TASK DETAILS: Convert the lines below into a JSON list of strings with one string per line. Omit blank lines and leave out the pictures.
-- Start INPUT MATERIAL --
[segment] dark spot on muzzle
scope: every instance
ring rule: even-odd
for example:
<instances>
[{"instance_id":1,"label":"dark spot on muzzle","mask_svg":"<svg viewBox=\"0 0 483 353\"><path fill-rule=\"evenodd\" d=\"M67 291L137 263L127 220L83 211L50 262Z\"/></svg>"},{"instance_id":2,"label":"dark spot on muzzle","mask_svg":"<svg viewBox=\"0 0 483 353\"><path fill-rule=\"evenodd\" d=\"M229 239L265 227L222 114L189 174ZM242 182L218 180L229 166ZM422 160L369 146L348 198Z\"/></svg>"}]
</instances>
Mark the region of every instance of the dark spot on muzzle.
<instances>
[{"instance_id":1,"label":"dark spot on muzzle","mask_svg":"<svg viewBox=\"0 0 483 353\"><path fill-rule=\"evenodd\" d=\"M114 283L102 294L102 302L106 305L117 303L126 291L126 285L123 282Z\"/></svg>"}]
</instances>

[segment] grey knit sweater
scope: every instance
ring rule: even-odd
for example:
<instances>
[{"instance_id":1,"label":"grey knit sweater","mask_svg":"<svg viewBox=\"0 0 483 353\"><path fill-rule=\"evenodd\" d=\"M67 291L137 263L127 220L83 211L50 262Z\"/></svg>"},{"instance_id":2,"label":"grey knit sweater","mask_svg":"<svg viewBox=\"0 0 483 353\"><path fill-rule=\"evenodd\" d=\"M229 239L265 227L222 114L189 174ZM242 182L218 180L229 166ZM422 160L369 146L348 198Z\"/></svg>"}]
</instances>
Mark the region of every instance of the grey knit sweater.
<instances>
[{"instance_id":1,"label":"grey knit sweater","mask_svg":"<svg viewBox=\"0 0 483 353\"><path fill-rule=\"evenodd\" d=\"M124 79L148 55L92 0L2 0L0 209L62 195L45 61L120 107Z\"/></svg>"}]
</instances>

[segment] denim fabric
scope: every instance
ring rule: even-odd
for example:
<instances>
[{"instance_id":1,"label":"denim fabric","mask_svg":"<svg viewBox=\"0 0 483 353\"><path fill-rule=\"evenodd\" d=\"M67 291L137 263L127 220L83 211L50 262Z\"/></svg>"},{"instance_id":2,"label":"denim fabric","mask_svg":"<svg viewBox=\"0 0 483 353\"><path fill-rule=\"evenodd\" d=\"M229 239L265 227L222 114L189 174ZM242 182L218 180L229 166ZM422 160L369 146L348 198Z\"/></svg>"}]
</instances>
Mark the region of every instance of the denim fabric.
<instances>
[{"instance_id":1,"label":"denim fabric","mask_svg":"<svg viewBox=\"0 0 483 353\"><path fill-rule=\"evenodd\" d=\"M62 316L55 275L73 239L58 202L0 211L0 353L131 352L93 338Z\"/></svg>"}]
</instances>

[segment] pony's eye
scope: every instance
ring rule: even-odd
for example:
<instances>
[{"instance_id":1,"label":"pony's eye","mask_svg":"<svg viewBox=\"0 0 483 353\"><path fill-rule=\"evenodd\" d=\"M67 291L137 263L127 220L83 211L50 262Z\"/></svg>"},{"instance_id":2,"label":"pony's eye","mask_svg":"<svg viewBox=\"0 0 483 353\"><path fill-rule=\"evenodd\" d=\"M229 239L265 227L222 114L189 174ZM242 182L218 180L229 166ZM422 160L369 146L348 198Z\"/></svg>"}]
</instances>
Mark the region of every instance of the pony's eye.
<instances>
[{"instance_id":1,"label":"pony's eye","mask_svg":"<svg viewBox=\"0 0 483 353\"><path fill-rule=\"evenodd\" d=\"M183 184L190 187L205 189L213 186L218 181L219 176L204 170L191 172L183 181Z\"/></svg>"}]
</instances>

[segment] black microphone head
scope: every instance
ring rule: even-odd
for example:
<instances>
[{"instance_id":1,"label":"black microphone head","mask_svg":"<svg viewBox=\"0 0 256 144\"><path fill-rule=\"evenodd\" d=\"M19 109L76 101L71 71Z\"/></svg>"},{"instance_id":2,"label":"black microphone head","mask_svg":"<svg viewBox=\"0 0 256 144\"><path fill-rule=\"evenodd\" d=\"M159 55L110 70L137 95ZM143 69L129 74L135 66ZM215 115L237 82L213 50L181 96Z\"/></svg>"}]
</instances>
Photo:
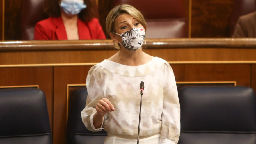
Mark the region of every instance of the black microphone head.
-- End INPUT MATERIAL --
WRITTEN REPLY:
[
  "[segment] dark spot on muzzle",
  "scope: every instance",
  "ring rule: even-odd",
  "for example:",
  "<instances>",
  "[{\"instance_id\":1,\"label\":\"dark spot on muzzle\",\"mask_svg\":\"<svg viewBox=\\\"0 0 483 353\\\"><path fill-rule=\\\"evenodd\\\" d=\\\"M67 291L137 263L127 220L83 211L50 262Z\\\"/></svg>\"},{\"instance_id\":2,\"label\":\"dark spot on muzzle\",\"mask_svg\":\"<svg viewBox=\\\"0 0 483 353\\\"><path fill-rule=\\\"evenodd\\\" d=\\\"M229 239L265 227L222 114L189 174ZM242 182L218 180L229 166ZM422 160L369 146L348 198Z\\\"/></svg>\"}]",
  "</instances>",
  "Mark the region of every instance of the dark spot on muzzle.",
  "<instances>",
  "[{\"instance_id\":1,\"label\":\"dark spot on muzzle\",\"mask_svg\":\"<svg viewBox=\\\"0 0 483 353\\\"><path fill-rule=\\\"evenodd\\\" d=\\\"M114 283L102 294L102 302L106 305L117 303L126 291L126 285L123 282Z\\\"/></svg>\"}]",
  "</instances>",
  "[segment] grey knit sweater",
  "scope: every instance",
  "ring rule: even-odd",
  "for example:",
  "<instances>",
  "[{\"instance_id\":1,\"label\":\"grey knit sweater\",\"mask_svg\":\"<svg viewBox=\\\"0 0 483 353\\\"><path fill-rule=\\\"evenodd\\\" d=\\\"M67 291L137 263L127 220L83 211L50 262Z\\\"/></svg>\"},{\"instance_id\":2,\"label\":\"grey knit sweater\",\"mask_svg\":\"<svg viewBox=\\\"0 0 483 353\\\"><path fill-rule=\\\"evenodd\\\" d=\\\"M229 239L265 227L222 114L189 174ZM242 182L218 180L229 166ZM422 160L369 146L348 198Z\\\"/></svg>\"}]",
  "</instances>",
  "Mark the region of every instance of the grey knit sweater.",
  "<instances>",
  "[{\"instance_id\":1,\"label\":\"grey knit sweater\",\"mask_svg\":\"<svg viewBox=\\\"0 0 483 353\\\"><path fill-rule=\\\"evenodd\\\" d=\\\"M124 79L148 55L92 0L2 0L0 209L62 195L45 61L120 107Z\\\"/></svg>\"}]",
  "</instances>",
  "[segment] denim fabric",
  "scope: every instance",
  "ring rule: even-odd",
  "for example:",
  "<instances>",
  "[{\"instance_id\":1,\"label\":\"denim fabric\",\"mask_svg\":\"<svg viewBox=\\\"0 0 483 353\\\"><path fill-rule=\\\"evenodd\\\" d=\\\"M67 291L137 263L127 220L83 211L50 262Z\\\"/></svg>\"},{\"instance_id\":2,\"label\":\"denim fabric\",\"mask_svg\":\"<svg viewBox=\\\"0 0 483 353\\\"><path fill-rule=\\\"evenodd\\\" d=\\\"M229 239L265 227L222 114L189 174ZM242 182L218 180L229 166ZM422 160L369 146L348 198Z\\\"/></svg>\"}]",
  "</instances>",
  "Mark the region of every instance of the denim fabric.",
  "<instances>",
  "[{\"instance_id\":1,\"label\":\"denim fabric\",\"mask_svg\":\"<svg viewBox=\\\"0 0 483 353\\\"><path fill-rule=\\\"evenodd\\\" d=\\\"M62 316L55 275L73 239L58 202L0 211L0 353L131 352L93 338Z\\\"/></svg>\"}]",
  "</instances>",
  "[segment] pony's eye",
  "scope: every instance",
  "ring rule: even-odd",
  "for example:",
  "<instances>",
  "[{\"instance_id\":1,\"label\":\"pony's eye\",\"mask_svg\":\"<svg viewBox=\\\"0 0 483 353\\\"><path fill-rule=\\\"evenodd\\\" d=\\\"M67 291L137 263L127 220L83 211L50 262Z\\\"/></svg>\"},{\"instance_id\":2,\"label\":\"pony's eye\",\"mask_svg\":\"<svg viewBox=\\\"0 0 483 353\\\"><path fill-rule=\\\"evenodd\\\" d=\\\"M229 239L265 227L222 114L189 174ZM242 182L218 180L229 166ZM422 160L369 146L348 198Z\\\"/></svg>\"}]",
  "</instances>",
  "Mark the region of every instance of the pony's eye.",
  "<instances>",
  "[{\"instance_id\":1,\"label\":\"pony's eye\",\"mask_svg\":\"<svg viewBox=\\\"0 0 483 353\\\"><path fill-rule=\\\"evenodd\\\" d=\\\"M183 184L190 187L205 189L213 186L218 181L219 176L204 170L191 172L183 181Z\\\"/></svg>\"}]",
  "</instances>",
  "[segment] black microphone head",
  "scope: every instance",
  "ring rule: even-odd",
  "for example:",
  "<instances>",
  "[{\"instance_id\":1,\"label\":\"black microphone head\",\"mask_svg\":\"<svg viewBox=\\\"0 0 256 144\\\"><path fill-rule=\\\"evenodd\\\" d=\\\"M19 109L76 101L71 71Z\\\"/></svg>\"},{\"instance_id\":2,\"label\":\"black microphone head\",\"mask_svg\":\"<svg viewBox=\\\"0 0 256 144\\\"><path fill-rule=\\\"evenodd\\\" d=\\\"M159 55L110 70L137 95ZM143 69L129 74L135 66ZM215 115L237 82L213 50L181 96Z\\\"/></svg>\"}]",
  "</instances>",
  "Photo:",
  "Mark the region of every instance of the black microphone head."
]